- Opening Delimiter -

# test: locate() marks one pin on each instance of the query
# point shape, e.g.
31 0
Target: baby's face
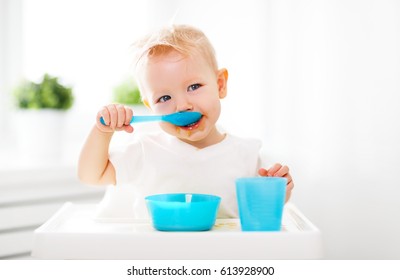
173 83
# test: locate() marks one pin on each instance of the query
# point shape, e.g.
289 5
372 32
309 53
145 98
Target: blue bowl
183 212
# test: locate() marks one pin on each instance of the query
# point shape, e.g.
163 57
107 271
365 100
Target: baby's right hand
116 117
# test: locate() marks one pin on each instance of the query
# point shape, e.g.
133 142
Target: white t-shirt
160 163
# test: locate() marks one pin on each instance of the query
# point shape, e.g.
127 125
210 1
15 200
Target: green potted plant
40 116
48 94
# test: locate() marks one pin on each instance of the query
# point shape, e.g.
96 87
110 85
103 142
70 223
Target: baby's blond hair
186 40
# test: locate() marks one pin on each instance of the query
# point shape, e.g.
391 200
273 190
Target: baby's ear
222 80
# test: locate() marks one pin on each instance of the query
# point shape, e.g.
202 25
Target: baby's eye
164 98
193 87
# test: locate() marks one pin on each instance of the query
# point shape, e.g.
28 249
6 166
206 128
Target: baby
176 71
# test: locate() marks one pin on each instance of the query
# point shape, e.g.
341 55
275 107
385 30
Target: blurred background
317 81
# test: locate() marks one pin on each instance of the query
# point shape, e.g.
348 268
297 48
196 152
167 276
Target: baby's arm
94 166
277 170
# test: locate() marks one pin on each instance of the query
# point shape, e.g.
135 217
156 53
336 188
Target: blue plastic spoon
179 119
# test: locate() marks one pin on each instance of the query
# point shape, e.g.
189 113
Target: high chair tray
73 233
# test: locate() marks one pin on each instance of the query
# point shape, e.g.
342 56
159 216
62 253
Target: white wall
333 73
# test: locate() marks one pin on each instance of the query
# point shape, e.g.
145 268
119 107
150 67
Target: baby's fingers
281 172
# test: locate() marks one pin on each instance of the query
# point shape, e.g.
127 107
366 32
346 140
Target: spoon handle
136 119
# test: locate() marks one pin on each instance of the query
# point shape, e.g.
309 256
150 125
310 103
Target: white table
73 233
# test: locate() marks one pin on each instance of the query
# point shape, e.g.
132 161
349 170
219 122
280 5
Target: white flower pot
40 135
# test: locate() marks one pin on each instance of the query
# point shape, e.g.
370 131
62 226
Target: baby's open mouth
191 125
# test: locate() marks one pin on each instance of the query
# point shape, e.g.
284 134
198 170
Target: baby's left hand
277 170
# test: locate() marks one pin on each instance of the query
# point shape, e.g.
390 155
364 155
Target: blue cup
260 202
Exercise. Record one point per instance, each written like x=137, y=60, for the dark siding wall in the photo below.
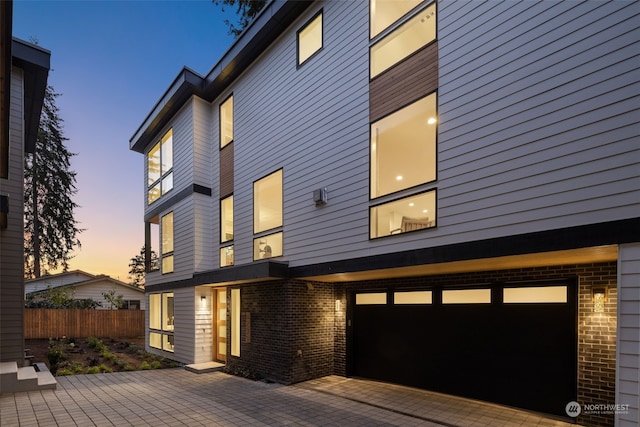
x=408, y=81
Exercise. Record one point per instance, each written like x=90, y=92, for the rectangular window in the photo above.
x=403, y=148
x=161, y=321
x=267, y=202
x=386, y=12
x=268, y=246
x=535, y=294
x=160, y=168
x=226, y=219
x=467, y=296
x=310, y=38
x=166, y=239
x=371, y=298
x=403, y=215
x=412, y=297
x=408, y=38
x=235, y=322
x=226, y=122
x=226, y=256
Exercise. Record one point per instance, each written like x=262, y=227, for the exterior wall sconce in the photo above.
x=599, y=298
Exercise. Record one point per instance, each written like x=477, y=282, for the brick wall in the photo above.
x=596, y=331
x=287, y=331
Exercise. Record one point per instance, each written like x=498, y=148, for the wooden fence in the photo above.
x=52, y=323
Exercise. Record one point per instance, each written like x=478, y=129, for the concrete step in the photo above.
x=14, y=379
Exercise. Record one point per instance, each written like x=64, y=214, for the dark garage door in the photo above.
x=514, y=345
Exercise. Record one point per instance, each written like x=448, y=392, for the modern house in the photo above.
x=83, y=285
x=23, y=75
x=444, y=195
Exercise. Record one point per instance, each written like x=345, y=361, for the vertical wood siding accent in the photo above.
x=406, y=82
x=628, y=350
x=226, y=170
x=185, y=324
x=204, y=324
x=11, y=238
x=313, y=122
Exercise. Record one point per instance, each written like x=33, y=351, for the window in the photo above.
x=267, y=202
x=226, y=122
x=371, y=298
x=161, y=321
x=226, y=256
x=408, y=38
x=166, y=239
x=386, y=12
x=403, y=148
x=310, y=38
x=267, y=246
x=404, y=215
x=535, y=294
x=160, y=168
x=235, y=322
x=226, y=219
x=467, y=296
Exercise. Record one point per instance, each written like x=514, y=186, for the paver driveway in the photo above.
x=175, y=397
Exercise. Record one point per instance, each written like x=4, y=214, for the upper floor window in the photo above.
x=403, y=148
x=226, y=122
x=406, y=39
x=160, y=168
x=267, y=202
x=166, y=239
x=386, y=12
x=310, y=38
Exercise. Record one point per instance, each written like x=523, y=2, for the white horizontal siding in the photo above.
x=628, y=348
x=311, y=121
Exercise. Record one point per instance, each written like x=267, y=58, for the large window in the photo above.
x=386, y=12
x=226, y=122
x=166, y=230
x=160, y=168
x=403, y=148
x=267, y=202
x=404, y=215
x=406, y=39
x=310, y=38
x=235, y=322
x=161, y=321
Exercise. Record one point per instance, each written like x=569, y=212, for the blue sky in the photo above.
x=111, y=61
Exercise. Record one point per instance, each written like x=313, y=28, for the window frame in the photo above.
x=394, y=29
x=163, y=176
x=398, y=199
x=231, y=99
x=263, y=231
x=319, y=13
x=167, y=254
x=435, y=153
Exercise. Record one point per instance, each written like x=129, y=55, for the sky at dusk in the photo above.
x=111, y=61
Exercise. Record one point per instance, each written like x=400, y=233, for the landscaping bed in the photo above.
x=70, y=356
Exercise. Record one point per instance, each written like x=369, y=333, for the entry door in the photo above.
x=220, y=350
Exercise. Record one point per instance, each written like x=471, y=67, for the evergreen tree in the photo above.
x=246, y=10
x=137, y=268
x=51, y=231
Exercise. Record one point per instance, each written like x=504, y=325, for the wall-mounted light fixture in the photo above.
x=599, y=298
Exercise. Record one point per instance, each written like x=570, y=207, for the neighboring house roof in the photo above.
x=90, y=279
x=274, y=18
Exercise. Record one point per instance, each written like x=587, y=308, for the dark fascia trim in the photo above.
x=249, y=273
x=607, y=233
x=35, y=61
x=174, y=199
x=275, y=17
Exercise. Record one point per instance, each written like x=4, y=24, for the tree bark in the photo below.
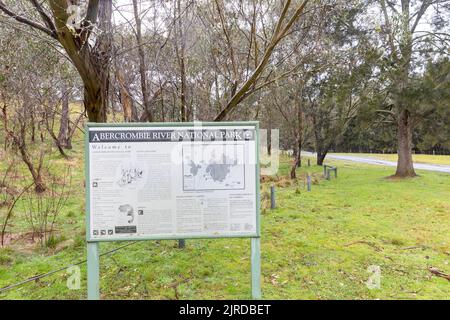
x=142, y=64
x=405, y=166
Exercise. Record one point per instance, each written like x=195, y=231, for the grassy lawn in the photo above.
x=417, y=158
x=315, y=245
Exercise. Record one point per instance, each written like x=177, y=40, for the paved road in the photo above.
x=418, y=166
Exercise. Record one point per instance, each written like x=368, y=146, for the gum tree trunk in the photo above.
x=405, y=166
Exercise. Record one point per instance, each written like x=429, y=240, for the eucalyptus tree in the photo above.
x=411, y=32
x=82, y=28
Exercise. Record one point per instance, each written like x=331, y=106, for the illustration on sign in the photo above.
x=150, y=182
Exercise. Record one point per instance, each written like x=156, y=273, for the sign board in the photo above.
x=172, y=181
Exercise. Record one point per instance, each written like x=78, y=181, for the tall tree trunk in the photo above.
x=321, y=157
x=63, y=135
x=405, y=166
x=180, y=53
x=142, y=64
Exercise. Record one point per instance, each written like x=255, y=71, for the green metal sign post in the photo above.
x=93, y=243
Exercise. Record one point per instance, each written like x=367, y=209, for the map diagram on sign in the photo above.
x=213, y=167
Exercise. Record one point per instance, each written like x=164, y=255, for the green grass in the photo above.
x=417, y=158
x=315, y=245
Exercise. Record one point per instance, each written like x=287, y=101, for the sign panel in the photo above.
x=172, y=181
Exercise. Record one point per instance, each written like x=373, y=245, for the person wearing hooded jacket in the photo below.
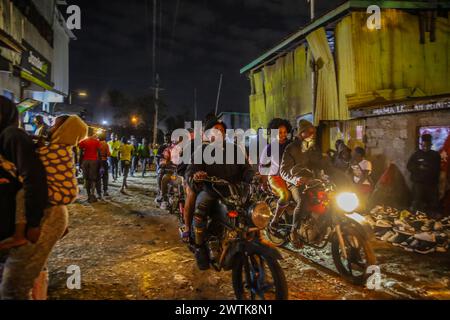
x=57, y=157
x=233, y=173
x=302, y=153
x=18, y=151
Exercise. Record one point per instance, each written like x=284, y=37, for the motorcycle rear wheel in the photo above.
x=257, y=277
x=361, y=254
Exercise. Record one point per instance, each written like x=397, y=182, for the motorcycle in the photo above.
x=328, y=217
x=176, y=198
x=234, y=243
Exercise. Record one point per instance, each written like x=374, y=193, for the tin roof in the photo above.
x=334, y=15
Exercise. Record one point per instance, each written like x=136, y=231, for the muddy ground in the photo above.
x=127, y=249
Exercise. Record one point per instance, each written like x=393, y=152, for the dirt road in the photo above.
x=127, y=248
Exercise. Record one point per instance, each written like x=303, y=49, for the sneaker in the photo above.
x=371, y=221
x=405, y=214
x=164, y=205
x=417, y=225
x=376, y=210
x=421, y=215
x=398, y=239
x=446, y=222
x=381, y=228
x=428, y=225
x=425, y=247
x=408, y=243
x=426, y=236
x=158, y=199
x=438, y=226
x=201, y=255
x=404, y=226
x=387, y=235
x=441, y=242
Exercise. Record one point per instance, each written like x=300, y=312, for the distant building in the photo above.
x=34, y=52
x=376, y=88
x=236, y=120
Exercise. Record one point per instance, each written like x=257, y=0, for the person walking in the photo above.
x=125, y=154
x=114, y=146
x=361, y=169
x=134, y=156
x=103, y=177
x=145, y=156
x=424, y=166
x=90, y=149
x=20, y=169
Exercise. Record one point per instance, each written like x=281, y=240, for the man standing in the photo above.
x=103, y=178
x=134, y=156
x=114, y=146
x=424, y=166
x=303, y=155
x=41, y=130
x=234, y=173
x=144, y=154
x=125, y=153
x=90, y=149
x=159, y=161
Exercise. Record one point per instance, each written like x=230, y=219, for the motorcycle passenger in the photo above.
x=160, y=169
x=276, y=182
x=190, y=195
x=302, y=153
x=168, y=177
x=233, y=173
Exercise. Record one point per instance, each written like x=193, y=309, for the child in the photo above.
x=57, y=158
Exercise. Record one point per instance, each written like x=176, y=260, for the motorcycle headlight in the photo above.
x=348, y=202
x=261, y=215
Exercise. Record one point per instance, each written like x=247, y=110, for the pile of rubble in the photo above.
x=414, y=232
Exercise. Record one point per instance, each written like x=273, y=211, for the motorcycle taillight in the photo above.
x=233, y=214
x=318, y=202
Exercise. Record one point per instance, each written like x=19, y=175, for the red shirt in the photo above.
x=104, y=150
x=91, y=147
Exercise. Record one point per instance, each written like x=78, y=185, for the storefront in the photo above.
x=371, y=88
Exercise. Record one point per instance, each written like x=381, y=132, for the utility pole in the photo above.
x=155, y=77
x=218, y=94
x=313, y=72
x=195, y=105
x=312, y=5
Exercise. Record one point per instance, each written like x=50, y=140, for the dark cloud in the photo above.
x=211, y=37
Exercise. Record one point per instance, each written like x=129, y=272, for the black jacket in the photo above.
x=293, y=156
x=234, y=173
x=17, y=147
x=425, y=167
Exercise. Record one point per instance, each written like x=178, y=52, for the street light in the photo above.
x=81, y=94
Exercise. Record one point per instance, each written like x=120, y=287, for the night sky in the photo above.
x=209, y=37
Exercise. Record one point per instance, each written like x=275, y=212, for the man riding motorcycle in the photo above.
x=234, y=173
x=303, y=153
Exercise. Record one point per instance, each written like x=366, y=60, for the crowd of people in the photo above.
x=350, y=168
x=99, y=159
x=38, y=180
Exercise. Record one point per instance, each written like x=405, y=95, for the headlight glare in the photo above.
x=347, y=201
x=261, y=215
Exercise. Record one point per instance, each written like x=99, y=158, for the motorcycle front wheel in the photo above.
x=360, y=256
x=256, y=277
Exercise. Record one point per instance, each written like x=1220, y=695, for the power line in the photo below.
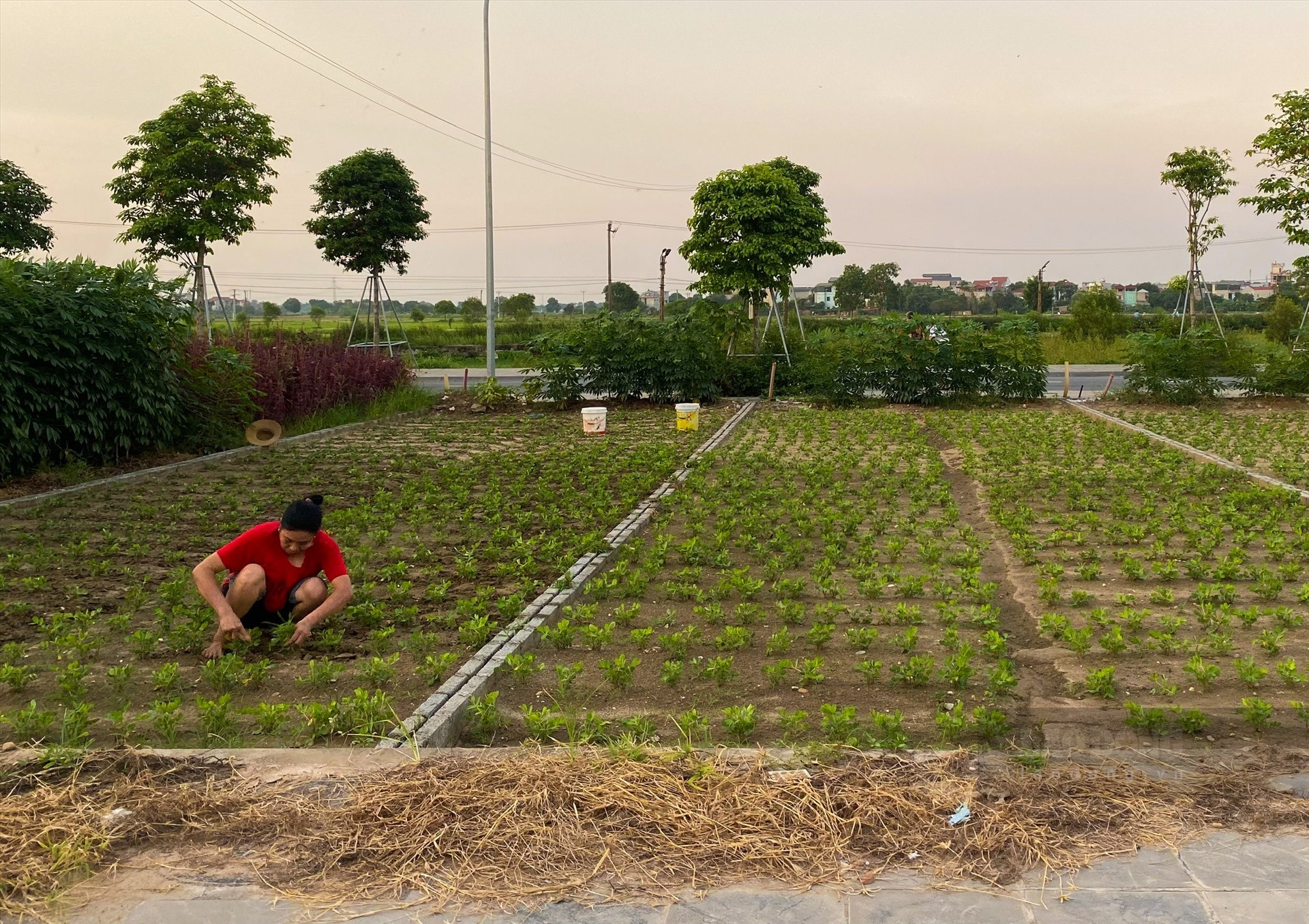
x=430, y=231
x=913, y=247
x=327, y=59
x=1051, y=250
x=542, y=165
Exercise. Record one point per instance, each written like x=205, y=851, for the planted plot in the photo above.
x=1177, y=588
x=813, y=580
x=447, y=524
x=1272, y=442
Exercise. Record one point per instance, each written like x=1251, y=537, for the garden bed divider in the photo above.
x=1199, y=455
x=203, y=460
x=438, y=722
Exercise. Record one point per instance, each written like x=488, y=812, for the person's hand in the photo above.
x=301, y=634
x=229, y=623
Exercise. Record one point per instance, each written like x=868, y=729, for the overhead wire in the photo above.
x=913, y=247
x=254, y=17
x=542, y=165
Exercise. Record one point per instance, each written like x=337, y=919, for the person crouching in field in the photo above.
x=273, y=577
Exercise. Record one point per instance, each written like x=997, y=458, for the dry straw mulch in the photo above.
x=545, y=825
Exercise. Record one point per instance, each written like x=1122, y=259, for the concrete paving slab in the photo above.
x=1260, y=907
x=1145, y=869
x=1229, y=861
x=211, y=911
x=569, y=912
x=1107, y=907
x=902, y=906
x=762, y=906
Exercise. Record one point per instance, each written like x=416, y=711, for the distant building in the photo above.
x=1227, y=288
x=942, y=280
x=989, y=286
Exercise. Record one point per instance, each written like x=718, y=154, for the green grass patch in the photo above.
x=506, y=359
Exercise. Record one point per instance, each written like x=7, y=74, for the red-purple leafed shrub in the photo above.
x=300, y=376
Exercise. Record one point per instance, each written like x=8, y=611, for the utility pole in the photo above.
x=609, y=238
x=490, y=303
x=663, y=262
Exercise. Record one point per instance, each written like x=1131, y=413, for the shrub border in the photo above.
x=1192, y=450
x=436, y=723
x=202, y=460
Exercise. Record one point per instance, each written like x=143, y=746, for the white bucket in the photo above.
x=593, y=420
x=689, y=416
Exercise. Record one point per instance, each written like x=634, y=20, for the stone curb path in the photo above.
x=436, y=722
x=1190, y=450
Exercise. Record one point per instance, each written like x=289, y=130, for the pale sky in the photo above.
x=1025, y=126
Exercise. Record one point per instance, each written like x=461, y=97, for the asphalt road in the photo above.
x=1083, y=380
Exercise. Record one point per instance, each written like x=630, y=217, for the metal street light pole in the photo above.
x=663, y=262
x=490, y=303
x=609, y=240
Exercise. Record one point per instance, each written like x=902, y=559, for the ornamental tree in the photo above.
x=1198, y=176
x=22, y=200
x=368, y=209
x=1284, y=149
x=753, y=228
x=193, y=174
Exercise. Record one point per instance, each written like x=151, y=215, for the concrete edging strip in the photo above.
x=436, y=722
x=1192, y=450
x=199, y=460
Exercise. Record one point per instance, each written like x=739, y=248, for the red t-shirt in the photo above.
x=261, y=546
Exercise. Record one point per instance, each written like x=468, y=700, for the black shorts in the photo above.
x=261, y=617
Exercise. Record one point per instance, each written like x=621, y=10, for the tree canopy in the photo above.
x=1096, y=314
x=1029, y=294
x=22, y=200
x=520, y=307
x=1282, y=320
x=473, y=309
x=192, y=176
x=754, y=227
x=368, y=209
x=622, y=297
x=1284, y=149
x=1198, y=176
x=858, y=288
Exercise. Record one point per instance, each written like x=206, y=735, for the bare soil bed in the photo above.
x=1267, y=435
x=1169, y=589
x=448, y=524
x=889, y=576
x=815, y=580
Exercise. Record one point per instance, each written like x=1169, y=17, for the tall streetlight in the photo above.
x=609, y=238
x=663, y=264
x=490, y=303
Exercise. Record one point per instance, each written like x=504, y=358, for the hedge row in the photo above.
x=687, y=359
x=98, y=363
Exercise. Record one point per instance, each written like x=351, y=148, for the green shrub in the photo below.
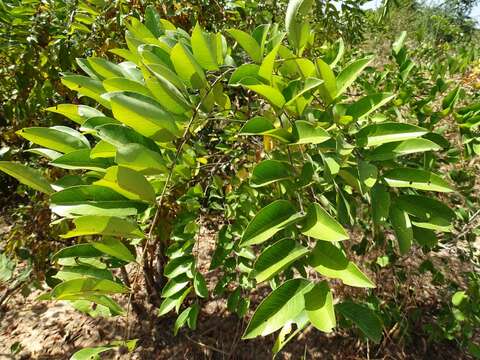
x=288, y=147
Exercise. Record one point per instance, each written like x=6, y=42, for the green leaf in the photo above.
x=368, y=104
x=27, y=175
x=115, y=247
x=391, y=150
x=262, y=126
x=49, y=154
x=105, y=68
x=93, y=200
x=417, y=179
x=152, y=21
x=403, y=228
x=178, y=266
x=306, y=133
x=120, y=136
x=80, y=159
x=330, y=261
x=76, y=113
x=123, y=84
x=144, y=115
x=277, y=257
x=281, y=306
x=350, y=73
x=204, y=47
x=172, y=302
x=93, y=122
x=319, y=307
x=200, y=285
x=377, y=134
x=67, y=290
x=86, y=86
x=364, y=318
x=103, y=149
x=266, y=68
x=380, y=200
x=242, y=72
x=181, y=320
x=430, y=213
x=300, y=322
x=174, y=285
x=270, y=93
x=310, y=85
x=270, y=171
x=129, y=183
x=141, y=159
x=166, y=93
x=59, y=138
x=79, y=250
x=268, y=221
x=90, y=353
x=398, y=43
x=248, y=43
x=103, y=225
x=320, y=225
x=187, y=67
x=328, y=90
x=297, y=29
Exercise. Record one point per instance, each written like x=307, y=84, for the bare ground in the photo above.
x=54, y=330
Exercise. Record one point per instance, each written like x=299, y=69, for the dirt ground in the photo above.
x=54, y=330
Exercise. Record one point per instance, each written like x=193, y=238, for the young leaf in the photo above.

- Closing Delimiter -

### WHAT THE TASK REQUIRES:
All lines from the one containing "row in the photo above." through the end of the data are to be written out exactly, with nothing added; skip the pictures.

### RESPONSE BOX:
Exercise. Record one point per instance, each written like x=504, y=358, for the hedge row in the photo above.
x=687, y=359
x=98, y=363
Exercise. Record one point per instance, each written like x=351, y=148, for the green shrub in the photo below.
x=288, y=147
Exercise. Record one point per instance, each written like x=6, y=42, for the green leaf in the photo above.
x=368, y=104
x=27, y=175
x=115, y=247
x=391, y=150
x=262, y=126
x=49, y=154
x=105, y=68
x=93, y=200
x=417, y=179
x=152, y=21
x=403, y=228
x=178, y=266
x=306, y=133
x=120, y=136
x=80, y=159
x=330, y=261
x=76, y=113
x=123, y=84
x=144, y=115
x=277, y=257
x=281, y=306
x=350, y=73
x=204, y=47
x=172, y=302
x=93, y=122
x=319, y=307
x=200, y=285
x=377, y=134
x=67, y=290
x=86, y=86
x=364, y=318
x=103, y=149
x=266, y=68
x=380, y=200
x=242, y=72
x=181, y=320
x=430, y=213
x=300, y=322
x=174, y=285
x=270, y=93
x=310, y=85
x=270, y=171
x=129, y=183
x=141, y=159
x=166, y=93
x=59, y=138
x=79, y=250
x=268, y=221
x=90, y=353
x=398, y=43
x=248, y=43
x=103, y=225
x=320, y=225
x=187, y=67
x=328, y=90
x=297, y=29
Exercise. Record one point per instance, each written like x=307, y=84, for the bare ground in the photo above.
x=54, y=330
Exercise. Record one point per instance, each written like x=299, y=69, for the dirt ground in the photo above.
x=54, y=330
Exercise. Record one point per instance, each written like x=193, y=238, for the young leaf in the photo above.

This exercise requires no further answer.